#### Given problem:
Starting at the line that contains "of the small", print every remaining line of the entries, unchanged, and output nothing more.
━━━━━ Data shown ━━━━━
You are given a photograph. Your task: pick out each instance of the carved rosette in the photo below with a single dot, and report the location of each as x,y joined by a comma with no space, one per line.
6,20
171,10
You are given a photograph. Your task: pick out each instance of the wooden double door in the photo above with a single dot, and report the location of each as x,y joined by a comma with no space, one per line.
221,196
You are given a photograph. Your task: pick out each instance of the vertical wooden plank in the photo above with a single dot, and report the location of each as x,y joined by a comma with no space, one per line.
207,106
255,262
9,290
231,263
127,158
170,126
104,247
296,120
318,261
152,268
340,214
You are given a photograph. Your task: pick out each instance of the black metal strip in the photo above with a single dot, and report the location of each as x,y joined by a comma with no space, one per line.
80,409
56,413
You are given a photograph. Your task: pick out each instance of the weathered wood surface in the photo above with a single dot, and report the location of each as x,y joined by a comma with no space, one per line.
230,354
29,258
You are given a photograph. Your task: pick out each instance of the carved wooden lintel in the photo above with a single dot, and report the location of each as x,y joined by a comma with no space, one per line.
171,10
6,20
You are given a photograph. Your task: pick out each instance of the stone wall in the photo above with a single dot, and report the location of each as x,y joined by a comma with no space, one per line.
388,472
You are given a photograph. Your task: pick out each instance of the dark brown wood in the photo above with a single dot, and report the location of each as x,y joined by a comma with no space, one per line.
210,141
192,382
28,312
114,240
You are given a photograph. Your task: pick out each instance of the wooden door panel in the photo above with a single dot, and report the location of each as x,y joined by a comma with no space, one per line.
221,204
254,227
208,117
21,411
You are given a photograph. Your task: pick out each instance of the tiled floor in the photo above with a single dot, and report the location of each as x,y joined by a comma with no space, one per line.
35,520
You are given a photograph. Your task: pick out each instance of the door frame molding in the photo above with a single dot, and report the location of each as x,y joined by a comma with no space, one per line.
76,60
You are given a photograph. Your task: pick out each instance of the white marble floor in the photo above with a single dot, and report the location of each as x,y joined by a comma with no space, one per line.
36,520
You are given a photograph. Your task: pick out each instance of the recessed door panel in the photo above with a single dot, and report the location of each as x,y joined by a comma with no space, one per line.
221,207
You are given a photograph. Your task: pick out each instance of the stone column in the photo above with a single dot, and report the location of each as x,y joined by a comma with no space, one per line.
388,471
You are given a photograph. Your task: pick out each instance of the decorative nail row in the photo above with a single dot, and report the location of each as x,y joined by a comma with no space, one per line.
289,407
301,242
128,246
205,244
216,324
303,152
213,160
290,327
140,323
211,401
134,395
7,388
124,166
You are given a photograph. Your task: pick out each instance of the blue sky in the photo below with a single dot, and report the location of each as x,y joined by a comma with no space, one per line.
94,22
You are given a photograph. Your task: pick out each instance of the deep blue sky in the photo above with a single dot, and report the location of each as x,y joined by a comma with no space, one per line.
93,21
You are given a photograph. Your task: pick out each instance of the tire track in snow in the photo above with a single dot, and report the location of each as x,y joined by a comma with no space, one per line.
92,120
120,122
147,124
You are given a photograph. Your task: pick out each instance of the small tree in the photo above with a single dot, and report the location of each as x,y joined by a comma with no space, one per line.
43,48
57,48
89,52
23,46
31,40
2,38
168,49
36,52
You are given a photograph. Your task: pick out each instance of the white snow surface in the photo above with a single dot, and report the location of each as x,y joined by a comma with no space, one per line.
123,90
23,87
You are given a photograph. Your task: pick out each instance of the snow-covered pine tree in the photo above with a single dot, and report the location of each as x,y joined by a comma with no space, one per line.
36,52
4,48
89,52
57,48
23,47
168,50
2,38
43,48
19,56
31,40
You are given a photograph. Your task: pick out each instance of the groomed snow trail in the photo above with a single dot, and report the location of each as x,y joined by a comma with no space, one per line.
━━━━━
#### Answer in full:
You are given a photograph. Your task: pick out each instance of the small tree in the photo above with a single dot, and report the location of each as x,y joined by a comma with no space, one per line.
43,48
57,48
89,52
23,46
31,40
2,38
168,49
36,52
You are given a photograph. Your task: pick out each instance of the white snow surface in the photo above with a single dot, and report the location of each as x,y joined by a comma with no space, one per line.
123,90
23,87
You are given a photograph. Your task: pick out each instance of the snow-covered pine tree in the photo above with a single dot, and report the location of each as x,y joined by a comma with no space, one per line.
36,52
4,48
89,52
57,48
23,47
168,50
2,38
43,48
19,56
31,40
You are given a photograph. Your task: pick out each instance of the groomed snow trail in the photo above with a single dot, and report the location of each as x,y joined by a comma with no space, one per line.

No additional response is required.